_Records for processing_
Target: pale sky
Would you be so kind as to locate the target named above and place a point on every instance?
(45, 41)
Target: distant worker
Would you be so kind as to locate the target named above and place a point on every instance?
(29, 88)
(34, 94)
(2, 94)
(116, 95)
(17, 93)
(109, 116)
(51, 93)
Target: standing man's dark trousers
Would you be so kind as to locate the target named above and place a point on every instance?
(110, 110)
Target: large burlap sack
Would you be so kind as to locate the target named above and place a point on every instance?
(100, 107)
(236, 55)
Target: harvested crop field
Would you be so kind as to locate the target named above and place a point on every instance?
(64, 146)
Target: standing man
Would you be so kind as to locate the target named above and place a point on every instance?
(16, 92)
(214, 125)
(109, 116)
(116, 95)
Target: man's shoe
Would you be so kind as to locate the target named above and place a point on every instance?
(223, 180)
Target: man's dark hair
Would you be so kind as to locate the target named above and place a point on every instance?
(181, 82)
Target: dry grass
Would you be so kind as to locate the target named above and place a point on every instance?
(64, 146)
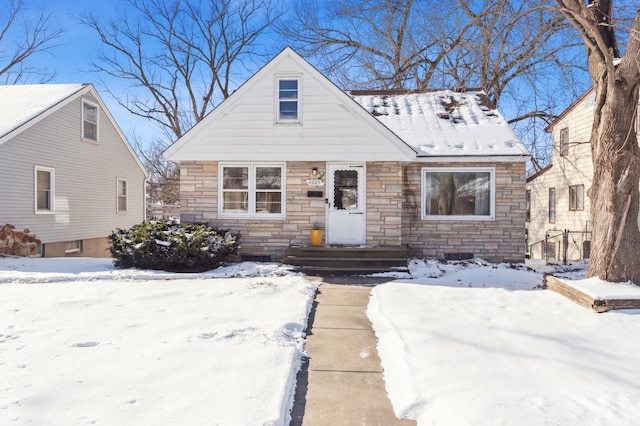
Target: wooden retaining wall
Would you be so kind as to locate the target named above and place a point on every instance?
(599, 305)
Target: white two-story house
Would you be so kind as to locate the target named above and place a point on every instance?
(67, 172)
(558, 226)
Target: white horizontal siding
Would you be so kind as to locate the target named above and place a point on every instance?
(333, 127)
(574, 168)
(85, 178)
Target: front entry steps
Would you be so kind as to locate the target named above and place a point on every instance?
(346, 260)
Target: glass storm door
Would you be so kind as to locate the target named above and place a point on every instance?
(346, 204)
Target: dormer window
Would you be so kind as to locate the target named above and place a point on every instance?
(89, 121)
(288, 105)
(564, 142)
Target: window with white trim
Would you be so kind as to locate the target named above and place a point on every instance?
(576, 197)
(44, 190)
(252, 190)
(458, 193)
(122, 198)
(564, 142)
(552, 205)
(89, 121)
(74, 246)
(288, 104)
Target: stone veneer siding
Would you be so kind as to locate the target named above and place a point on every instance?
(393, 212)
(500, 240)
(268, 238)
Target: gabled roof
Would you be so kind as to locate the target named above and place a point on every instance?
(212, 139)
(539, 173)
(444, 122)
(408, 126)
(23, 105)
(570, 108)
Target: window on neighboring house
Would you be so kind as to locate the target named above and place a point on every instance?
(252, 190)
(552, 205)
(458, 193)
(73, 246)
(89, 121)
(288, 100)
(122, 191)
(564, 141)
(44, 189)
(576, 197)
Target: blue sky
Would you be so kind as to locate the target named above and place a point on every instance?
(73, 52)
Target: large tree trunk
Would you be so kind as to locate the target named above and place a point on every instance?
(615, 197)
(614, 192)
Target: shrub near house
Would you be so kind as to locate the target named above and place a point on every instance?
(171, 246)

...

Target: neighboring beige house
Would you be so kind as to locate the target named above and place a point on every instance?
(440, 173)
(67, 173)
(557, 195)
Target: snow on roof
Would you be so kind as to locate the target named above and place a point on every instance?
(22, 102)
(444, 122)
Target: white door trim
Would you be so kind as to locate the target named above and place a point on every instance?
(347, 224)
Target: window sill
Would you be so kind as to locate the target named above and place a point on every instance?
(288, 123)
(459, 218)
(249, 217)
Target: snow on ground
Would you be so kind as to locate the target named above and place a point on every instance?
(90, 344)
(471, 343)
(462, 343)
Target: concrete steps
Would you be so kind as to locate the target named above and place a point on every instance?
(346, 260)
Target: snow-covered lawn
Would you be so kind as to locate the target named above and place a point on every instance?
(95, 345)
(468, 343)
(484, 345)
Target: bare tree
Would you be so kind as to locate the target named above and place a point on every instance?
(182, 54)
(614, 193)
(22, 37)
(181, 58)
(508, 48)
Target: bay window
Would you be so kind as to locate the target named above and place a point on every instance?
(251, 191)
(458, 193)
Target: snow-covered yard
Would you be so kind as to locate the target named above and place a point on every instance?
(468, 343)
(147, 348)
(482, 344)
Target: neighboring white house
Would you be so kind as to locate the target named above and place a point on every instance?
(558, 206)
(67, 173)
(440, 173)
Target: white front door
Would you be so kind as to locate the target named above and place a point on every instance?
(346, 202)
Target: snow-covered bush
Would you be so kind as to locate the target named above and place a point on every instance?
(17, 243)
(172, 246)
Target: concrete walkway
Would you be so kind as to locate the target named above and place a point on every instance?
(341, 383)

_Work instructions_
Pull out every line of the data above that contains the word "dark", and list those lines unchanged.

_Finished exercise_
Target: standing man's dark trousers
Target: man's dark hair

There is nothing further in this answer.